> [Records from a collection]:
%%

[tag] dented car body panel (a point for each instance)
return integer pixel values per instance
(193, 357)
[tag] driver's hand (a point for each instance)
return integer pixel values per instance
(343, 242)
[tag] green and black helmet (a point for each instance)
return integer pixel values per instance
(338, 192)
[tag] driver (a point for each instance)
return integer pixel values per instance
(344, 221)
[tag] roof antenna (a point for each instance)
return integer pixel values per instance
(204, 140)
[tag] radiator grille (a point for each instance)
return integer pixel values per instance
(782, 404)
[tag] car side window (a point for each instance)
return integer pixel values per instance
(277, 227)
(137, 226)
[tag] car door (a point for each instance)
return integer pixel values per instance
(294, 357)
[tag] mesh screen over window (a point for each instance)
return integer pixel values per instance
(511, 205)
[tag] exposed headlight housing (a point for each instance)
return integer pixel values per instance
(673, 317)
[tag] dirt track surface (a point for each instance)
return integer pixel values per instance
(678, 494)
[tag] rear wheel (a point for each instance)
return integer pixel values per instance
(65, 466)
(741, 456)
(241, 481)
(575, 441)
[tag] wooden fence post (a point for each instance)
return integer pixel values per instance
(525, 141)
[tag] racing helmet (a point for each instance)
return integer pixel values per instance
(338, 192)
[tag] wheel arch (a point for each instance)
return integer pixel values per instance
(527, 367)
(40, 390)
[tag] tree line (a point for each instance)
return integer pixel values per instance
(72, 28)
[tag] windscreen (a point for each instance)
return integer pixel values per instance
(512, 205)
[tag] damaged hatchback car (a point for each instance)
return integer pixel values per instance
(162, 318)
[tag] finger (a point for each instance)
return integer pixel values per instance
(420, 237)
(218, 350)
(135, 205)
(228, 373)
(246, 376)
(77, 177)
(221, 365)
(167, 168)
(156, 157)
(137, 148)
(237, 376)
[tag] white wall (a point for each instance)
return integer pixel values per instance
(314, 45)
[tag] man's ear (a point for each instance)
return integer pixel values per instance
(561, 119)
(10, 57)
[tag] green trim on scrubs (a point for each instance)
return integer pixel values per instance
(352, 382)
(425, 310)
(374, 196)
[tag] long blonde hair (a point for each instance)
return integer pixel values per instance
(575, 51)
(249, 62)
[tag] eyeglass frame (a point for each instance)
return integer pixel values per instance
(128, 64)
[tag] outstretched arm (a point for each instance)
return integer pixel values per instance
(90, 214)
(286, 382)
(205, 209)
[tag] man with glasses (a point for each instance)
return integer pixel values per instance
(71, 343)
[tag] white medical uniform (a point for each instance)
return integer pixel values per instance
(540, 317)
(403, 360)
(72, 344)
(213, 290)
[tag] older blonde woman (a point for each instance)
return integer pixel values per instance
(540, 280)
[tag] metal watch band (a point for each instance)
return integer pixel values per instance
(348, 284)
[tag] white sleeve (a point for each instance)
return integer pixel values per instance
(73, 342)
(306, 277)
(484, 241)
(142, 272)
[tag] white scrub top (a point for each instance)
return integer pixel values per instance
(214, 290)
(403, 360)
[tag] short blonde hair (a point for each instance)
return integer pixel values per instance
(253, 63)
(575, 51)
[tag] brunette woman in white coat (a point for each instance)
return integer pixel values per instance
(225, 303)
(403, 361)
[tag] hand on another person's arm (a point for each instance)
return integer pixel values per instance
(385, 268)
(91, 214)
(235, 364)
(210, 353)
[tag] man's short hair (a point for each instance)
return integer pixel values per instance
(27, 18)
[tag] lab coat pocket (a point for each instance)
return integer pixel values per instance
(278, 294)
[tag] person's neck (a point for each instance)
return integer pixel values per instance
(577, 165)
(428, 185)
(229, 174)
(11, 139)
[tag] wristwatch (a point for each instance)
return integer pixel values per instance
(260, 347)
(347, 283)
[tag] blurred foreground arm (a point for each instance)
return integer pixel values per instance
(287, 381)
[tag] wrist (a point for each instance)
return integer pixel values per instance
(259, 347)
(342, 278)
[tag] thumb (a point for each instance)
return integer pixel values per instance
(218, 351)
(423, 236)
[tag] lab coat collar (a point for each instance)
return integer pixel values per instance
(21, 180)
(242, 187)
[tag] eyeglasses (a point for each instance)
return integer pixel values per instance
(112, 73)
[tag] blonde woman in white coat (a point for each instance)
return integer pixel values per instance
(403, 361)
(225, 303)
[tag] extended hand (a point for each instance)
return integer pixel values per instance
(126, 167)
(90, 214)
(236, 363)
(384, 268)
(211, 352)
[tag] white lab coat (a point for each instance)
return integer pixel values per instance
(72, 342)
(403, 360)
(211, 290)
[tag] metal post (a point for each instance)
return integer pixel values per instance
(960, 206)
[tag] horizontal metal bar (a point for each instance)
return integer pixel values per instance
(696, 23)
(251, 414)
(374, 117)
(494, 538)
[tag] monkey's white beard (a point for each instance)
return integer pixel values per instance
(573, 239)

%%

> [AIM OF THE TASK]: Search the entries for the string "coat". Copy every line that has it.

> [REPLY]:
[tag] brunette woman in white coat (a point for each instance)
[tag] lab coat pocket (a point for each instance)
[tag] lab coat collar (a point for each instance)
[tag] blonde woman in white coat (a point for each instance)
[tag] white lab coat (a point for each instance)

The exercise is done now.